┌─ Source data
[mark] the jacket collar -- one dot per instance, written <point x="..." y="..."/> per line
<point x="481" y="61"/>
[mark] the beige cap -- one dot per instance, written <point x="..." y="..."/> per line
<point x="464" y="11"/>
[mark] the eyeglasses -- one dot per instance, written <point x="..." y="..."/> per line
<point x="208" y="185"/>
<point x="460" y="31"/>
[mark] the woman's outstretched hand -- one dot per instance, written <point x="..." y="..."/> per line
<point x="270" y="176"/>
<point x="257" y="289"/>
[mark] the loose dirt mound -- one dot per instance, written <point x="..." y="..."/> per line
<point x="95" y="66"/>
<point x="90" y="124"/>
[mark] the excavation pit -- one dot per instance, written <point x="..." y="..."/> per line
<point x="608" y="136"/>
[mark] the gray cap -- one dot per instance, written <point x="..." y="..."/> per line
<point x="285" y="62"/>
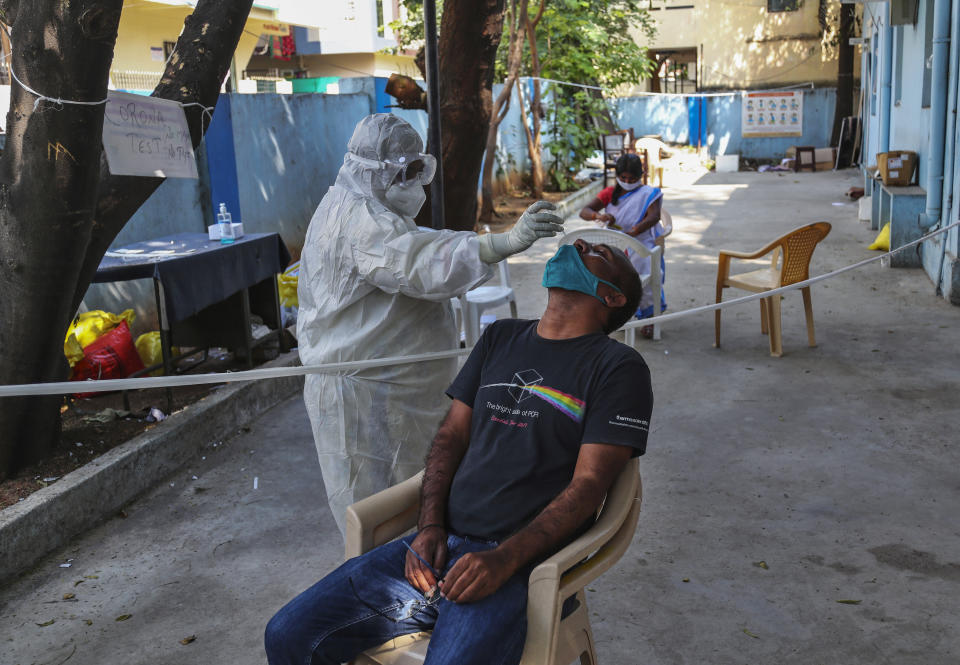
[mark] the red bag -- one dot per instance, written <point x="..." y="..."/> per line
<point x="111" y="356"/>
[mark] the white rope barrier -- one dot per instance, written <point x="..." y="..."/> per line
<point x="105" y="385"/>
<point x="732" y="93"/>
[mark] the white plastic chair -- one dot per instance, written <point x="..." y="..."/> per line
<point x="552" y="639"/>
<point x="473" y="302"/>
<point x="621" y="240"/>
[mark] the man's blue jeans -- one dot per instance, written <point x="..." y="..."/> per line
<point x="368" y="601"/>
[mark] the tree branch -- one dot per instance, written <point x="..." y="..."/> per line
<point x="8" y="11"/>
<point x="194" y="73"/>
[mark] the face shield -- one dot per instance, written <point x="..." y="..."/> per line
<point x="403" y="170"/>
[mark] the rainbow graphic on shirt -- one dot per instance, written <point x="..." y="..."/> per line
<point x="569" y="405"/>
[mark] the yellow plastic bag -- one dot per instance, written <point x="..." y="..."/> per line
<point x="87" y="327"/>
<point x="287" y="285"/>
<point x="883" y="239"/>
<point x="151" y="352"/>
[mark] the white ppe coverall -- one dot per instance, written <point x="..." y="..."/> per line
<point x="373" y="284"/>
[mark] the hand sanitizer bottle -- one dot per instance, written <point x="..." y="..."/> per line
<point x="225" y="222"/>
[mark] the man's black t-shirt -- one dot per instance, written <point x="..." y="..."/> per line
<point x="535" y="400"/>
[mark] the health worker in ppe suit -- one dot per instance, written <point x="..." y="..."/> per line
<point x="373" y="284"/>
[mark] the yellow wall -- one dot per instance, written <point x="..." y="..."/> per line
<point x="144" y="24"/>
<point x="744" y="45"/>
<point x="345" y="65"/>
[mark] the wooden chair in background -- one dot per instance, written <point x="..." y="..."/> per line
<point x="790" y="256"/>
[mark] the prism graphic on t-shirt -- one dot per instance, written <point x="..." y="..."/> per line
<point x="528" y="383"/>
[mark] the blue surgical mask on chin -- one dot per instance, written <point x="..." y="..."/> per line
<point x="566" y="270"/>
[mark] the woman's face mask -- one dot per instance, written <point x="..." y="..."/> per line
<point x="406" y="198"/>
<point x="566" y="270"/>
<point x="628" y="186"/>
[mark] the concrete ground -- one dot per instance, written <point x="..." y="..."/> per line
<point x="774" y="488"/>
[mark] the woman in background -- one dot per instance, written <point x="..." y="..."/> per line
<point x="633" y="208"/>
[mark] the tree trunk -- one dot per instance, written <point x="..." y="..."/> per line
<point x="501" y="106"/>
<point x="59" y="207"/>
<point x="844" y="103"/>
<point x="534" y="142"/>
<point x="466" y="56"/>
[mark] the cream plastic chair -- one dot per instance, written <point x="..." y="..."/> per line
<point x="790" y="256"/>
<point x="551" y="640"/>
<point x="623" y="241"/>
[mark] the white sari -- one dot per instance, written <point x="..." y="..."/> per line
<point x="629" y="211"/>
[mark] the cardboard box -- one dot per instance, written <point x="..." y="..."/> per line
<point x="897" y="167"/>
<point x="825" y="158"/>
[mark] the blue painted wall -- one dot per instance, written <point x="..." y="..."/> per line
<point x="222" y="160"/>
<point x="668" y="116"/>
<point x="288" y="151"/>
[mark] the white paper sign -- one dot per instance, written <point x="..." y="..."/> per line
<point x="772" y="114"/>
<point x="147" y="136"/>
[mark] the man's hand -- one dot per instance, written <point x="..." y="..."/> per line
<point x="476" y="575"/>
<point x="431" y="544"/>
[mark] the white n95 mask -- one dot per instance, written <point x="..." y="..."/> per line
<point x="407" y="199"/>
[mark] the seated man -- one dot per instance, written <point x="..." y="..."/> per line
<point x="544" y="416"/>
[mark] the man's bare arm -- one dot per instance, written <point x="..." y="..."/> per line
<point x="477" y="575"/>
<point x="443" y="459"/>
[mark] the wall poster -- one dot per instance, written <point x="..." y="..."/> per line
<point x="772" y="113"/>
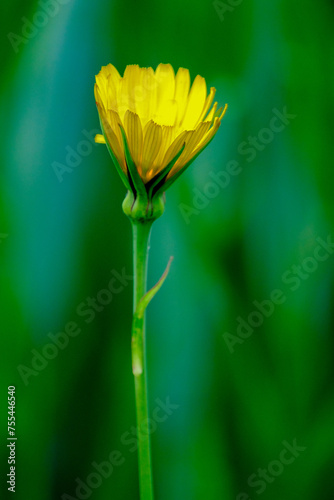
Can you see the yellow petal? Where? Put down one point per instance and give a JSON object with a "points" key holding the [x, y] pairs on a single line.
{"points": [[210, 116], [193, 139], [175, 147], [166, 113], [114, 122], [167, 139], [207, 137], [182, 85], [166, 83], [146, 95], [196, 102], [208, 103], [107, 79], [151, 147], [134, 135], [99, 139]]}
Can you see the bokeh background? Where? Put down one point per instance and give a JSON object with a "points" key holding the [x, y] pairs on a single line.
{"points": [[242, 393]]}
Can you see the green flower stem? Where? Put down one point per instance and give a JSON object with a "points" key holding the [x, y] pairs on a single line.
{"points": [[141, 234]]}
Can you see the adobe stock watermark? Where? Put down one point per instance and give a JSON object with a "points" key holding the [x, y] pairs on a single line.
{"points": [[87, 309], [103, 470], [264, 477], [223, 7], [250, 149], [292, 278], [74, 156], [30, 28]]}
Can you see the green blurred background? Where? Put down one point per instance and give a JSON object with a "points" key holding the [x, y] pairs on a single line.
{"points": [[241, 396]]}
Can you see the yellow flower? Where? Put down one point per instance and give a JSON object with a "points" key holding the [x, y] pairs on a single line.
{"points": [[156, 118]]}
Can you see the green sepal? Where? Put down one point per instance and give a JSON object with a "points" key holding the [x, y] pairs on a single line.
{"points": [[132, 169], [153, 183], [118, 167], [172, 179]]}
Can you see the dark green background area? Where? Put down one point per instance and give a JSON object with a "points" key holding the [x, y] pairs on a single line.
{"points": [[242, 393]]}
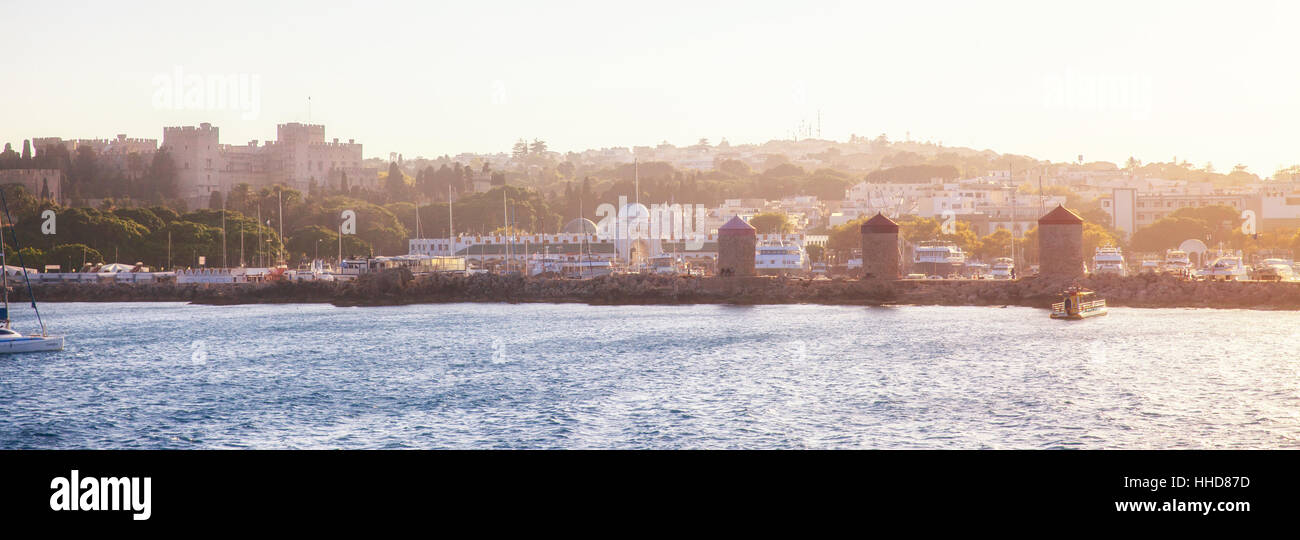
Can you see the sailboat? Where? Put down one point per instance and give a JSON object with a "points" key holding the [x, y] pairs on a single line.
{"points": [[12, 341]]}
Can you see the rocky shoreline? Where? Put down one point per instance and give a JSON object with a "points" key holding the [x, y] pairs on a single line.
{"points": [[395, 288]]}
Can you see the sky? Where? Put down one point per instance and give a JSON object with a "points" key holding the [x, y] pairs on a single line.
{"points": [[1204, 82]]}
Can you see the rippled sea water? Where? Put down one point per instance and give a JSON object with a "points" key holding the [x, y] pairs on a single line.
{"points": [[173, 375]]}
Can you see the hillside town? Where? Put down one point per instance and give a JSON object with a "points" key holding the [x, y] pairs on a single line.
{"points": [[259, 211]]}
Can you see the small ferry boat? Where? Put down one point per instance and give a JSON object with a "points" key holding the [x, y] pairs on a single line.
{"points": [[1109, 260], [586, 268], [1274, 270], [937, 258], [1226, 268], [1078, 303], [666, 264], [1149, 266], [1002, 268], [779, 258], [1178, 263]]}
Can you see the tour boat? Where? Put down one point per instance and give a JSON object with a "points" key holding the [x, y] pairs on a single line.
{"points": [[1078, 303], [1274, 270], [1177, 262], [12, 341], [1002, 268], [1109, 260], [937, 258], [1149, 266], [666, 264], [588, 268], [779, 258]]}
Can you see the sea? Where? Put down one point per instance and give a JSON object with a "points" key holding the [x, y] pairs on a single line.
{"points": [[697, 376]]}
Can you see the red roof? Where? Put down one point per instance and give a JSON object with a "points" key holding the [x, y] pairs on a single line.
{"points": [[1061, 216], [880, 224], [737, 227]]}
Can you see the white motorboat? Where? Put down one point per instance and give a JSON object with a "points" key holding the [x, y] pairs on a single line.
{"points": [[1274, 270], [1002, 268], [1109, 260], [1177, 262], [1226, 268], [779, 258], [937, 258]]}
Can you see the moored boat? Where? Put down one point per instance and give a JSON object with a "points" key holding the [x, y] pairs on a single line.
{"points": [[12, 341], [1078, 303]]}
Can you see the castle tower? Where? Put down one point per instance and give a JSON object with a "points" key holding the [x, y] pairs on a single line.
{"points": [[880, 255], [1061, 245], [736, 243], [196, 154]]}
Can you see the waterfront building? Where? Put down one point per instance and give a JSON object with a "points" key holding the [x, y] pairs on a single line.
{"points": [[1061, 245], [736, 249], [882, 256], [579, 242]]}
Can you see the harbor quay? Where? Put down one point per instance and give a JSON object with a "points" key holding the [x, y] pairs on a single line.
{"points": [[391, 288]]}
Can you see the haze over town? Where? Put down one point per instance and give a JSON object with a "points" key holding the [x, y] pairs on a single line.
{"points": [[1157, 81]]}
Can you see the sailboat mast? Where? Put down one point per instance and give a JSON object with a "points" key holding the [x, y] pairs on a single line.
{"points": [[280, 202], [4, 270], [21, 263]]}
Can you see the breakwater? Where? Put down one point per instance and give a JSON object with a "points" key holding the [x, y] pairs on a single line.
{"points": [[399, 288]]}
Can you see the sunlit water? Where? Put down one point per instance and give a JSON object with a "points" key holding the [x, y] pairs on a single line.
{"points": [[172, 375]]}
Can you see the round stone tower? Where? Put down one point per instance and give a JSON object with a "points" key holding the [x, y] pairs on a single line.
{"points": [[736, 243], [1061, 245], [880, 255]]}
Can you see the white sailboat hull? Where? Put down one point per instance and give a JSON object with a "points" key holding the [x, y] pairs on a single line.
{"points": [[31, 344]]}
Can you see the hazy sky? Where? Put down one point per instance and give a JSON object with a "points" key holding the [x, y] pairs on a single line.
{"points": [[1199, 81]]}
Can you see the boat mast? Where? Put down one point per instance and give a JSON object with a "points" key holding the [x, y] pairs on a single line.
{"points": [[451, 230], [21, 264], [280, 202], [4, 270]]}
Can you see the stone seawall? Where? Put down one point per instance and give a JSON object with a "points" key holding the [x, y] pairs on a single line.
{"points": [[397, 288]]}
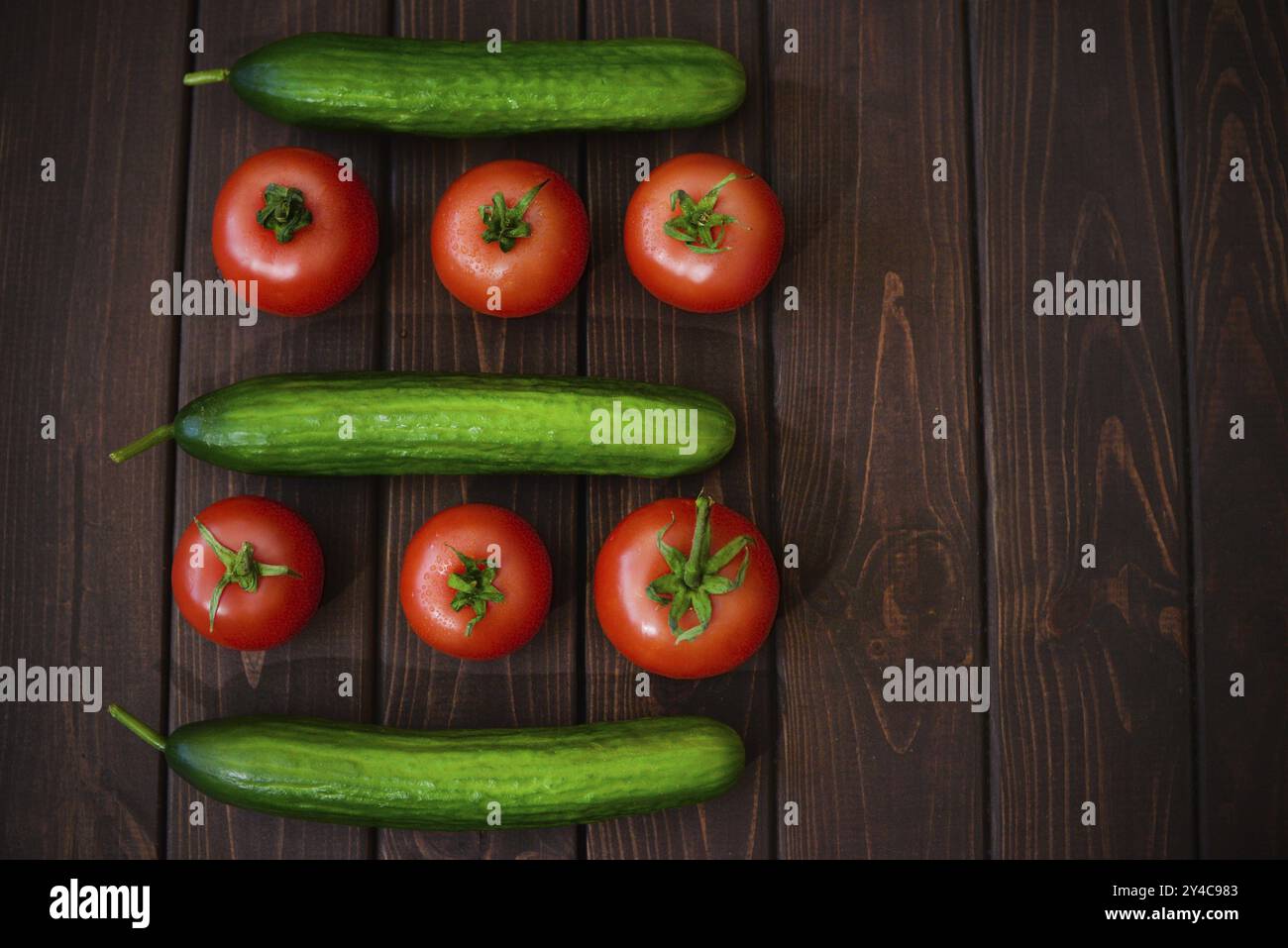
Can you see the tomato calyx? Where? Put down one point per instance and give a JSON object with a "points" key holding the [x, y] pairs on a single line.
{"points": [[473, 587], [698, 226], [503, 224], [283, 211], [240, 567], [694, 581]]}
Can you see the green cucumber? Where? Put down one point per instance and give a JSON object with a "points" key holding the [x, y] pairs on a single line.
{"points": [[460, 89], [420, 423], [364, 775]]}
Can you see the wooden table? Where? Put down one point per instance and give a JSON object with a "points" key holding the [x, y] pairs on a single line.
{"points": [[1109, 685]]}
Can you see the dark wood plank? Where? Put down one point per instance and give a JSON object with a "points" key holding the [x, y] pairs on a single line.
{"points": [[428, 330], [303, 675], [630, 335], [1233, 102], [82, 544], [885, 517], [1083, 425]]}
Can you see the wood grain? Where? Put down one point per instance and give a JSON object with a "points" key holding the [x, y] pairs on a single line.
{"points": [[300, 677], [1085, 436], [630, 335], [1232, 98], [885, 517], [81, 540], [429, 330]]}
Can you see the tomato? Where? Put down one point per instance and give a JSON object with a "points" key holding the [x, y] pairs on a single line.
{"points": [[684, 620], [259, 561], [476, 581], [703, 233], [510, 239], [320, 236]]}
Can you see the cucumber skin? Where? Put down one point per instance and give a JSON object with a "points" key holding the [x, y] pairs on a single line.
{"points": [[421, 423], [455, 89], [370, 776]]}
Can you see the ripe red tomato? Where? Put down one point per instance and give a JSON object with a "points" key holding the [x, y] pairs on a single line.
{"points": [[703, 233], [266, 565], [320, 235], [476, 581], [652, 601], [510, 239]]}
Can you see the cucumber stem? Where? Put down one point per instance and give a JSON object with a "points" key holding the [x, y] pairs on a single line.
{"points": [[205, 77], [138, 727], [137, 447]]}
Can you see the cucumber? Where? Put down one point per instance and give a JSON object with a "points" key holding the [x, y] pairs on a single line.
{"points": [[364, 775], [419, 423], [459, 89]]}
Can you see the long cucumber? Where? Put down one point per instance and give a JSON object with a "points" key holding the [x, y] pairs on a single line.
{"points": [[459, 89], [362, 775], [417, 423]]}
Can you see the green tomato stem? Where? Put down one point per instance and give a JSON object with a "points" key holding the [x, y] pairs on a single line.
{"points": [[473, 587], [505, 226], [240, 567], [696, 579]]}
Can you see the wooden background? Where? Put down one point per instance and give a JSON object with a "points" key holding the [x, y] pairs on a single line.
{"points": [[1108, 685]]}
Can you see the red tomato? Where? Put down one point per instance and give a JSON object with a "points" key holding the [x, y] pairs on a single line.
{"points": [[638, 588], [273, 569], [501, 575], [722, 264], [501, 249], [321, 262]]}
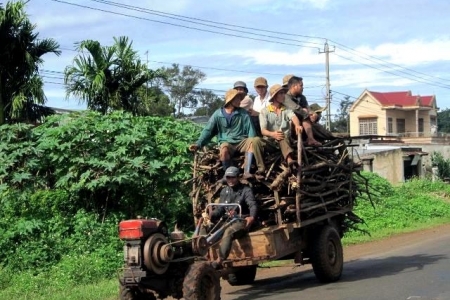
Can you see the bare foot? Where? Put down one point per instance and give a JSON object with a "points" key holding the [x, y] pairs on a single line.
{"points": [[312, 142]]}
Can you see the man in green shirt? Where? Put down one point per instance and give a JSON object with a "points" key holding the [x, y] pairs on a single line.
{"points": [[275, 120], [235, 132]]}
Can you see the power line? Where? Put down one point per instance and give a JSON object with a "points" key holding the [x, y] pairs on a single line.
{"points": [[195, 21], [228, 70], [188, 19], [392, 73], [183, 26], [220, 23], [358, 53]]}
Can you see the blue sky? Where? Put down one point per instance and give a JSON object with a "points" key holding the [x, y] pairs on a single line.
{"points": [[381, 45]]}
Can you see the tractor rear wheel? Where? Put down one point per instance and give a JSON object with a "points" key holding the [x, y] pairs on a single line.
{"points": [[327, 257], [201, 282]]}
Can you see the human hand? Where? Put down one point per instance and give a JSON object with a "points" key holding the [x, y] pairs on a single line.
{"points": [[313, 117], [278, 135], [249, 221]]}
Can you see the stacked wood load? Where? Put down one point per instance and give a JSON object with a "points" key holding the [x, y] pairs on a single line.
{"points": [[326, 181]]}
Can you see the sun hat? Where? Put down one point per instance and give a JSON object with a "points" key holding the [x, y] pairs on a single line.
{"points": [[231, 94], [286, 79], [260, 81], [247, 103], [240, 84], [274, 89], [232, 172], [316, 108]]}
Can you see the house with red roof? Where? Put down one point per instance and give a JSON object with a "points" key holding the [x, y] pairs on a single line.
└─
__Task instructions__.
Nothing but the lines from the one that contains "Can you see the sun hat?" through the end of the listing above should be copied, each exactly as written.

__Solution to this exercise__.
Can you see the sun hat? Where? Put down one point per instance and give a JSON object with a "points" key holding the [x, y] pairs on a single line.
{"points": [[231, 94], [286, 79], [260, 81], [247, 103], [240, 84], [274, 89], [232, 172], [316, 108]]}
Can you see the house with red roof? Where? Put down one point per instance and give a JSON object with a "points" key holding the [x, y] pairs on a single line.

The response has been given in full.